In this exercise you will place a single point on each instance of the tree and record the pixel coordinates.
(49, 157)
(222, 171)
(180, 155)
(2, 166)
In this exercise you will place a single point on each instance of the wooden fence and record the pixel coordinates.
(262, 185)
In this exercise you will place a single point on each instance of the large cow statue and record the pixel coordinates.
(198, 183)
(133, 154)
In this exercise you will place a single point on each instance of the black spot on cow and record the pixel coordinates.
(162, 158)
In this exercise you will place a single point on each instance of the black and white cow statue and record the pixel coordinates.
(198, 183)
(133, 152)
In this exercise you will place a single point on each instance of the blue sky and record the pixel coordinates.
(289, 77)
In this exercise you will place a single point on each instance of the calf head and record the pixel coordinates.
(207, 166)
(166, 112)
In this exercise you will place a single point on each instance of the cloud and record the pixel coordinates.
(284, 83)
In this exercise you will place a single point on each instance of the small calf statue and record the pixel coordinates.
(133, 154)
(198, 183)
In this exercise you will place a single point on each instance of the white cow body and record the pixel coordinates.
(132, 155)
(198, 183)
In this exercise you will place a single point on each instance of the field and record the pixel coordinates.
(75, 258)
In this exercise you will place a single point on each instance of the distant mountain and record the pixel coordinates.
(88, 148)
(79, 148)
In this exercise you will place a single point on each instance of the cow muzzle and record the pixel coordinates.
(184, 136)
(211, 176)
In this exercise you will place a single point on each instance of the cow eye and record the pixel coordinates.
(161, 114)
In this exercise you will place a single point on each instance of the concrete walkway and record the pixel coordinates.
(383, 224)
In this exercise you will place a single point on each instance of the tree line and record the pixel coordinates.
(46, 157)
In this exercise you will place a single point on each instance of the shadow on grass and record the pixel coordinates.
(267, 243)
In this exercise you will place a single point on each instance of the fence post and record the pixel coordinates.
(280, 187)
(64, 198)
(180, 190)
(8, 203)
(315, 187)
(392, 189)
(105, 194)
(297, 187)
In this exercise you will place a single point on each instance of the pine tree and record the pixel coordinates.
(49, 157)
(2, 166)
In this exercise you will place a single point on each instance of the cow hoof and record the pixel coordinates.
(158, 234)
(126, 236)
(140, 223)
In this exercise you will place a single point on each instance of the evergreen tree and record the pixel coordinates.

************

Transposez en tableau Markdown les lignes allant de celle qui contient « field and record the pixel coordinates. » jusqu'à la dernière ligne, les deux bornes incluses, en omettant les lignes vides. Utilisez deux colonnes, « N° » pour le numéro de rang et « Ligne » pour le texte de chaque ligne.

:: RÉPONSE AU PROBLÈME ::
| N° | Ligne |
|---|---|
| 1 | In this exercise you will place a single point on each instance of the field and record the pixel coordinates. |
| 2 | (75, 258) |
| 3 | In this exercise you will place a single point on each instance of the distant mountain and record the pixel coordinates. |
| 4 | (88, 148) |
| 5 | (79, 148) |
| 6 | In this exercise you will place a single point on each instance of the cow muzzle and record the pixel coordinates. |
| 7 | (184, 136) |
| 8 | (211, 176) |
| 9 | In this exercise you will place a single point on each instance of the cow eye and record the pixel coordinates. |
| 10 | (161, 114) |
| 11 | In this exercise you will place a single point on each instance of the concrete walkway and record the pixel coordinates. |
| 12 | (383, 224) |
| 13 | In this exercise you will place a single point on each instance of the tree line and record the pixel coordinates. |
| 14 | (46, 157) |
| 15 | In this exercise you will place a single point on each instance of the shadow on grass and record the pixel coordinates. |
| 16 | (267, 243) |
| 17 | In this exercise you will place a single point on each instance of the fence post and record the pixel coordinates. |
| 18 | (280, 187) |
| 19 | (64, 198) |
| 20 | (180, 190) |
| 21 | (8, 203) |
| 22 | (315, 187) |
| 23 | (392, 189) |
| 24 | (105, 194) |
| 25 | (297, 187) |
| 26 | In this exercise you will place a single point on each instance of the pine tree and record the pixel coordinates. |
| 27 | (49, 157) |
| 28 | (2, 166) |
| 29 | In this exercise you will place a single point on each instance of the cow hoof and record the pixel coordinates. |
| 30 | (158, 234) |
| 31 | (126, 236) |
| 32 | (140, 223) |
| 33 | In this exercise you will place a single point on each instance of the evergreen tree and record the pixel coordinates. |